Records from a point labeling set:
* * * *
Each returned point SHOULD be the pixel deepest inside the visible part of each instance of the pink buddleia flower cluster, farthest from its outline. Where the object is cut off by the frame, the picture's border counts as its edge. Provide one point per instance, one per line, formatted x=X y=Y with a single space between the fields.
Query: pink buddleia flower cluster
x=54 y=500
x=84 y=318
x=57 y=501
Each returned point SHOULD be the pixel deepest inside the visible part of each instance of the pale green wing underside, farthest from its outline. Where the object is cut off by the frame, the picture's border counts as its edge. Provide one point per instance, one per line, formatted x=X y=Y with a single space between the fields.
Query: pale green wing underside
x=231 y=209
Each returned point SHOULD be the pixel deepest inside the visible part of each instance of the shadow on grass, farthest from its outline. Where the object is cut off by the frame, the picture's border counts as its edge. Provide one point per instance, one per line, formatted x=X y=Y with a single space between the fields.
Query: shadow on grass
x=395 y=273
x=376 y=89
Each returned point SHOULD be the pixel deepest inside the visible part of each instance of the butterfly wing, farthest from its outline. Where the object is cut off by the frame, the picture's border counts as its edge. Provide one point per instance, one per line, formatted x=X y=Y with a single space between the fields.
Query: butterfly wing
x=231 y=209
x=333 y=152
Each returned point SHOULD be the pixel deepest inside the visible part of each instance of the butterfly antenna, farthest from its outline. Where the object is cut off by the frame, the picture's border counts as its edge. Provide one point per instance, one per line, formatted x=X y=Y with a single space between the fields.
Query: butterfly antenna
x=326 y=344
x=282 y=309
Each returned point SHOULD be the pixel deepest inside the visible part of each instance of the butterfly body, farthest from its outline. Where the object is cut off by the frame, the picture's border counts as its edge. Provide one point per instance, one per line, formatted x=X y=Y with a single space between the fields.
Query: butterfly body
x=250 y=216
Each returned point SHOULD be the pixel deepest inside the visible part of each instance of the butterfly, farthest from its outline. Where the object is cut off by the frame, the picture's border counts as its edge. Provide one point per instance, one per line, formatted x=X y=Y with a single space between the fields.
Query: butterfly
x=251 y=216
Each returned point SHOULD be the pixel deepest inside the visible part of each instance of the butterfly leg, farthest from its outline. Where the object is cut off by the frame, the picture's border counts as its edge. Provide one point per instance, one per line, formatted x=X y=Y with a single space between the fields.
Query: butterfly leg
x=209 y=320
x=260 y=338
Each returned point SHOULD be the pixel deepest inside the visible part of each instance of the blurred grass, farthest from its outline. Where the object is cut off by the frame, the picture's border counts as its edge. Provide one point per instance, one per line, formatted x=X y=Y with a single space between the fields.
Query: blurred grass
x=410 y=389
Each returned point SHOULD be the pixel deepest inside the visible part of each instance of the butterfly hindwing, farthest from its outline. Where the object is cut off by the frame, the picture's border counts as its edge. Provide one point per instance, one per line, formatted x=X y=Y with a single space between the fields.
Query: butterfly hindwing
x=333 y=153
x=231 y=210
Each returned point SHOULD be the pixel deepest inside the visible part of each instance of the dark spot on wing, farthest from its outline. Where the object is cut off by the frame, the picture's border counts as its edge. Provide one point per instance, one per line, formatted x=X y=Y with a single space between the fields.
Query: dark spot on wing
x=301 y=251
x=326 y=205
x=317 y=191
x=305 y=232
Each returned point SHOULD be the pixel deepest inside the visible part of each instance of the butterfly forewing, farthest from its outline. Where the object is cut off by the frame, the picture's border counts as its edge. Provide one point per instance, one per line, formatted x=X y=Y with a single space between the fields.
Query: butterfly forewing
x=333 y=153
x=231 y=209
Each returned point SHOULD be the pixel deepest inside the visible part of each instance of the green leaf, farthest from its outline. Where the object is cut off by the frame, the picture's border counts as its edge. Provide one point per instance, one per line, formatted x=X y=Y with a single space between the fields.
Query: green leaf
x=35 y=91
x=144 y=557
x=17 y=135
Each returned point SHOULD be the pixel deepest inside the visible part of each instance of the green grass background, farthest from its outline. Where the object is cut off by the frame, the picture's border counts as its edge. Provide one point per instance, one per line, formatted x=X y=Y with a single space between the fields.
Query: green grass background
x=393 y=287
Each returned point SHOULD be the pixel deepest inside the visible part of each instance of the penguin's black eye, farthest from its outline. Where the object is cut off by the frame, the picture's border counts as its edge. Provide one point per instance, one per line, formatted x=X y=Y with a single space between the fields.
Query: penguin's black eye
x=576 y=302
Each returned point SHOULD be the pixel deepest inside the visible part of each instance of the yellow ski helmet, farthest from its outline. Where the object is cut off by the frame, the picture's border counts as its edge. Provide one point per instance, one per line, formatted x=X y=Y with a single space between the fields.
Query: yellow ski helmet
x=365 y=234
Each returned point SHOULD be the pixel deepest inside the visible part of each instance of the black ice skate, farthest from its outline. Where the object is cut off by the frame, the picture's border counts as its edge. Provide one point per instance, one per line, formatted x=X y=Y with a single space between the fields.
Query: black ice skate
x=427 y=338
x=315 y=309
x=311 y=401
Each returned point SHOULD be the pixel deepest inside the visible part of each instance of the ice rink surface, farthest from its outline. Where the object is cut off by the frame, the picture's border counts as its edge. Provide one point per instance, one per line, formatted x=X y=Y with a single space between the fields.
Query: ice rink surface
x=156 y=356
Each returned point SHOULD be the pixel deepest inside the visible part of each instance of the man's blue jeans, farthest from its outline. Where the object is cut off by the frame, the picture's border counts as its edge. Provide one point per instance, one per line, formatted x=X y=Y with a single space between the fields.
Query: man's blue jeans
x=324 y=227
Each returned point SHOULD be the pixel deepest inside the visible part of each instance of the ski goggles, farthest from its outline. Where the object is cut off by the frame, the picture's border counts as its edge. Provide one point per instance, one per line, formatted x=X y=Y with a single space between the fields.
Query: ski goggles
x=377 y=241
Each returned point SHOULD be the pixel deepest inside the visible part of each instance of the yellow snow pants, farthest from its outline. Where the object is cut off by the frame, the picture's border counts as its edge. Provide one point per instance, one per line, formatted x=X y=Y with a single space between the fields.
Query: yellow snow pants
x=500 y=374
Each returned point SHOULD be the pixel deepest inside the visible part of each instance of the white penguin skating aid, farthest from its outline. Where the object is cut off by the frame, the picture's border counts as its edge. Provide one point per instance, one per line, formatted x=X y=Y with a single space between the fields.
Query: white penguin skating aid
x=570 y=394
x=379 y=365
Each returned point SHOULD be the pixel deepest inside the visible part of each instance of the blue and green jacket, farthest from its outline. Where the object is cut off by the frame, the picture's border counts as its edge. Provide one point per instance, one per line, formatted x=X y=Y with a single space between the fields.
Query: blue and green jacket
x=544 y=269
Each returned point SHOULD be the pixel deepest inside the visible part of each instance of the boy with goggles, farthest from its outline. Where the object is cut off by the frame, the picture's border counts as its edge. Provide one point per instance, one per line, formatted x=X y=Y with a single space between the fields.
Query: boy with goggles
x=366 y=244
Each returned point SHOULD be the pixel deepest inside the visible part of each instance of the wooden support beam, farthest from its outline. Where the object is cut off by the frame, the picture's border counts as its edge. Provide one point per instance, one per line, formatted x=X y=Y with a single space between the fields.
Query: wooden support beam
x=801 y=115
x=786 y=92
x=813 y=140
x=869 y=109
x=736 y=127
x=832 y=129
* * * *
*Task to complete*.
Rewrite all of the material above with "outline" replaced by "boundary" everywhere it appears, changing nothing else.

*Finished task*.
Each returned point SHOULD be the pixel deepest inside the visible part of each instance of the pink buddleia flower cluster, farthest from its boundary. Where the object is cut off by the frame, the picture's border counts as its edge. Provide one point per instance, one per line, formatted x=X y=Y with a single space between the fields.
Query: pink buddleia flower cluster
x=54 y=500
x=84 y=318
x=57 y=501
Each returned point SHOULD be the pixel deepest inside the visible part of each instance of the pale green wing underside, farthest from its boundary. Where the object is cut off by the frame, the picture's border counts as its edge. Provide one point per instance, one per line, formatted x=X y=Y with a single space between the fields.
Query: pale green wing underside
x=231 y=209
Each returned point SHOULD be the pixel deepest inside the visible part of each instance of the shadow on grass, farthest from its boundary. Where the object is cut off by the frame, the picture's border counts as its edge. Provide one point per instance, one per line, formatted x=X y=Y with a single space between the fields.
Query: shadow on grass
x=395 y=273
x=376 y=89
Each returned point SHOULD be the pixel deepest inside the visible part of each instance of the butterfly wing, farthest from its boundary. Where the object is cut off by the frame, the picture's border counts as its edge. Provide one point per instance, one per line, formatted x=X y=Y with a single space between the fields.
Query: butterfly wing
x=231 y=209
x=333 y=152
Each returned point SHOULD be the pixel deepest inside the visible part of each instance of the butterfly antenna, farthest from its boundary. Where the object is cut off by the frame, the picture's border counts as its edge. Provide one point per instance, one per line, formatted x=X y=Y with a single space between the fields.
Query: butterfly antenna
x=326 y=344
x=282 y=309
Each returned point SHOULD be the pixel deepest inside the visible part of each instance of the butterfly body, farthest from its boundary. Where the object is cut off by the frame, the picture's border counts as its edge. Provide one point per instance, one per line, formatted x=X y=Y with a single space between the fields.
Query: butterfly body
x=250 y=216
Each returned point SHOULD be the pixel deepest inside the visible part of each instance of the butterfly, farthest from its boundary. Where the object is cut off by the frame, the picture's border counts as its edge. Provide one point per instance, one per line, formatted x=X y=Y with a single space between the fields.
Query: butterfly
x=251 y=216
Each returned point SHOULD be the pixel deepest inside the visible part of each instance of the butterfly leg, farthest from its boundary. Where the object is cut off by the frame, the picture's border counts as its edge. Provide one point per instance, one per line, formatted x=X y=Y with a single space between the fields.
Query: butterfly leg
x=209 y=320
x=260 y=338
Each returned point SHOULD be the pixel deepest inside the visible part of each instance of the blurred grass, farthest from its boundary. Where the object is cut off by the frame, the picture's border counts as its edge. Provide one point per instance, one per line, formatted x=X y=Y with a single space between the fields.
Query: blurred grass
x=410 y=389
Each returned point SHOULD be the pixel deepest inside the visible part of each instance of the butterfly hindwing, farthest from its boundary. Where the object is cut off by the frame, the picture's border counts as its edge. Provide one point per instance, one per line, formatted x=X y=Y with a single space between the fields.
Query: butterfly hindwing
x=333 y=153
x=231 y=210
Each returned point SHOULD be the pixel deepest inside the visible part of each instance of the dark spot on wing, farthest from its boundary. Where the object is cut off by the frame, the picture's border counts as its edge. Provide one point per instance, one per line, formatted x=X y=Y with a single space between the fields.
Query: dark spot on wing
x=301 y=251
x=326 y=205
x=317 y=191
x=305 y=232
Each returned point SHOULD be the pixel deepest inside the visible part of each instance of the butterfly forewing, farthest from its boundary. Where the object is cut off by the frame, the picture's border counts as its edge. Provide one point per instance, one per line, formatted x=X y=Y with a single space between the fields.
Query: butterfly forewing
x=333 y=153
x=231 y=209
Each returned point SHOULD be the pixel deepest inside the visible part of each instance of the green leaf, farthest from its boundary. Where the object is cut off by the frame, the picture's border counts as its edge. Provide one point per instance, one per line, formatted x=X y=Y with a single space between the fields.
Query: green leaf
x=35 y=91
x=144 y=557
x=17 y=135
Each returned point SHOULD be the pixel deepest inside the visible part of each instance of the green grass background, farthest from its boundary. Where the object is cut off by the frame, the picture's border counts as its edge. Provide one point per instance, one per line, formatted x=X y=Y with a single space between the fields.
Query: green grass background
x=393 y=287
Each returned point SHOULD be the pixel deepest inside the visible part of each instance of the penguin's black eye, farthest from its boundary. Where the object is cut off by the frame, the picture's border counts as its edge. Provide one point per instance, one per line, formatted x=X y=Y with a single space between the fields.
Query: penguin's black eye
x=576 y=302
Each returned point SHOULD be the pixel deepest inside the visible part of each instance of the yellow ski helmet, farthest from its boundary. Where the object is cut off by the frame, the picture's border counts as its edge. Provide one point per instance, one per line, formatted x=X y=Y with a single space between the fields.
Query: yellow ski helmet
x=365 y=234
Each returned point SHOULD be the pixel deepest inside the visible part of each instance of the black ice skate, farthest from its boundary. Where the object is cut off by the frame, the picture's border counts as its edge. Provide one point per instance, one per line, formatted x=X y=Y with a single space between the fields.
Query: black ice skate
x=427 y=338
x=315 y=309
x=311 y=401
Each returned point SHOULD be the pixel deepest inside the visible part of each instance of the ice rink surface, farthest from its boundary. Where the object is cut off by the frame, the picture's border counts as its edge. Provide one point per instance, one per line, formatted x=X y=Y with a single space between the fields.
Query: ice rink surface
x=156 y=356
Each returned point SHOULD be the pixel deepest inside the visible part of each instance of the man's blue jeans, farthest from its boundary. Where the object is cut off by the frame, the picture's border counts as its edge. Provide one point per instance, one per line, formatted x=X y=Y with a single space between the fields.
Query: man's blue jeans
x=324 y=227
Each returned point SHOULD be the pixel deepest inside the visible part of each instance of the ski goggles, farthest from its boundary. Where the object is cut off by the frame, the picture's border counts as its edge. Provide one point per instance, one per line, formatted x=X y=Y with a single space between the fields.
Query: ski goggles
x=377 y=241
Each returned point SHOULD be the pixel deepest inside the visible part of each instance of the yellow snow pants, farthest from its boundary. Where the object is cut off by the frame, the picture's border counts as its edge. Provide one point per instance, one per line, formatted x=X y=Y with a single space between the fields.
Query: yellow snow pants
x=500 y=374
Each returned point SHOULD be the pixel deepest inside the visible part of each instance of the white penguin skating aid, farthest from its boundary. Where the object is cut off by the frame, the picture's border counts as its edge. Provide one point per instance, one per line, formatted x=X y=Y with a single space between the fields.
Query: white penguin skating aid
x=570 y=394
x=379 y=365
Each returned point SHOULD be the pixel deepest inside the visible part of each instance of the blue and green jacket, farthest from its boundary. Where the object is cut off by the frame, the picture's border counts as its edge. Provide one point per instance, one per line, formatted x=X y=Y with a single space between the fields.
Query: blue and green jacket
x=544 y=269
Each returned point SHOULD be the pixel deepest inside the visible part of each instance of the boy with goggles, farthest from its boundary. Where the object is cut off by the frame, the picture's border counts as its edge. Provide one point per instance, one per line, formatted x=X y=Y with a single space between the fields.
Query: boy with goggles
x=366 y=244
Each returned point SHOULD be the pixel deepest inside the visible part of each instance of the wooden support beam, farthest from its boundary. Where the object is cut off by the frame, the picture's border counts as its edge. Provide one point per instance, one per line, formatted x=X y=Y with a single space between the fields.
Query: wooden support beam
x=801 y=115
x=786 y=92
x=813 y=140
x=869 y=109
x=736 y=127
x=832 y=129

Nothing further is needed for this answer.